**Instruction a:**
Name every country that the article on intervention in Syria below mentions.

====== Document excerpt

The U.S. Mustn’t Intervene in Syria

The brutality of Syria’s civil
war and Iran’s influence in the region have motivated calls for
foreign intervention since the conflict’s beginning. Reports of
massacres, torture, and the use of illegal weapons has prompted
some to call for the U.S to intervene in Syria and stop the
bloodshed. To date at least 40,000 Syrians have died and hundreds
of thousands more are refugees in bordering countries such as
Jordan and Turkey.

Despite fierce international condemnation Assad’s regime shows
few signs of peacefully surrendering or working towards some sort
of political transition. In light of the military and diplomatic
deadlock some are arguing for Western military intervention. Citing
geopolitical and humanitarian concerns some say that the time has
come for American troops to engage in Syria on behalf of the
rebels. However, this is something that U.S. officials should
avoid.   

The situation in Syria is worrying aside from its brutality.
Syria is a close ally to Iran, which has been supporting the regime
throughout the conflict. Although Syria is a majority Sunni
country, Assad is an Alawite Shiite, and the regime has enjoyed
support from the Shiite terrorist group Hezbollah, which in turn
receives support from Iran.

============

**Instruction b:**
Put the records into a two-column CSV with the columns request and reply, one row per request. Put each request's text and its answer in a single quoted field, with line breaks turned into spaces. Cover only the records from the line containing "the **blue sky**?" through the end of the records, both ends included.

====== Data for the task

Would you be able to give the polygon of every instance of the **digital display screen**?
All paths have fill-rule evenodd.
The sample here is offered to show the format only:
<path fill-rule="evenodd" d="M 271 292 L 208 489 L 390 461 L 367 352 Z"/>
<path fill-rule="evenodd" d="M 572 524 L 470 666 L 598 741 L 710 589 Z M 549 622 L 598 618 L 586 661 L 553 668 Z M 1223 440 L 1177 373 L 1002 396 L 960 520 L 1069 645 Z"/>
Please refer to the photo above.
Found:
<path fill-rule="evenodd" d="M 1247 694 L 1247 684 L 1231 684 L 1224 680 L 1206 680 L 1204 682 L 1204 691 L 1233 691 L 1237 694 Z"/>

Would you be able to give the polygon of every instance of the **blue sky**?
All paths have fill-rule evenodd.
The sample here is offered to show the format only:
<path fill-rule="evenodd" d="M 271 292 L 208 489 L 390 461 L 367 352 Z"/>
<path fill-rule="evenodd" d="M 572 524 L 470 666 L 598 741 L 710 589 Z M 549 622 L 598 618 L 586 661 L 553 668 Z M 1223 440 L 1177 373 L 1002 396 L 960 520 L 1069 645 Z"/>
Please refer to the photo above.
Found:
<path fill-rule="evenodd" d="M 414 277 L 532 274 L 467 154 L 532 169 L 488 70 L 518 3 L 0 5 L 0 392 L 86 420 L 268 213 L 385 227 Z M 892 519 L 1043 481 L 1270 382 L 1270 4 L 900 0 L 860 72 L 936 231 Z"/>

============

**Complete answer a:**
- United States
- Syria
- Iran
- Jordan
- Turkey

**Complete answer b:**
request,reply
"Would you be able to give the polygon of every instance of the **blue sky**? All paths have fill-rule evenodd. The sample here is offered to show the format only: <path fill-rule=""evenodd"" d=""M 271 292 L 208 489 L 390 461 L 367 352 Z""/> <path fill-rule=""evenodd"" d=""M 572 524 L 470 666 L 598 741 L 710 589 Z M 549 622 L 598 618 L 586 661 L 553 668 Z M 1223 440 L 1177 373 L 1002 396 L 960 520 L 1069 645 Z""/> Please refer to the photo above. Found:","<path fill-rule=""evenodd"" d=""M 414 277 L 532 274 L 467 154 L 532 169 L 488 70 L 518 3 L 0 5 L 0 392 L 86 420 L 268 213 L 385 227 Z M 892 519 L 1043 481 L 1270 382 L 1270 4 L 900 0 L 860 72 L 936 231 Z""/>"